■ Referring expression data
- - - -

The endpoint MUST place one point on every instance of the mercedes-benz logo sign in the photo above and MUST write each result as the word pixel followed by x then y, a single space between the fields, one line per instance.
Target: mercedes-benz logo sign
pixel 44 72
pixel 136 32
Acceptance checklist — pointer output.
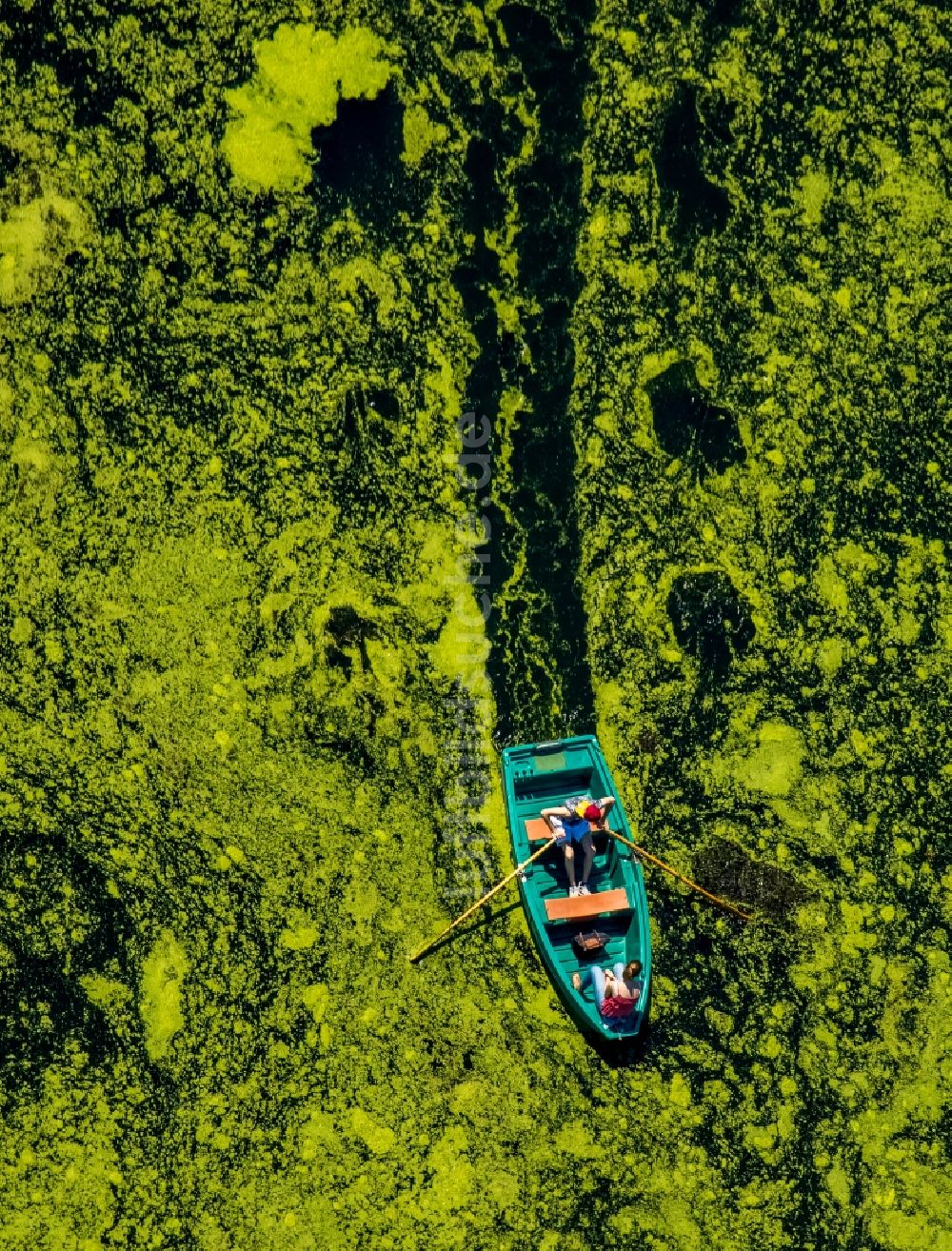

- - - -

■ About this task
Your task is to retype the records above in full and exactly, omitting the pictures.

■ Answer below
The endpoint MUST place one point on every instance of the mercedes-benz logo sign in the photo above and MUST write each result as the word pixel followed by x then y, a single space between the fields, one line per instance.
Target: mercedes-benz logo sign
pixel 44 72
pixel 136 32
Acceptance checklist — pointer output.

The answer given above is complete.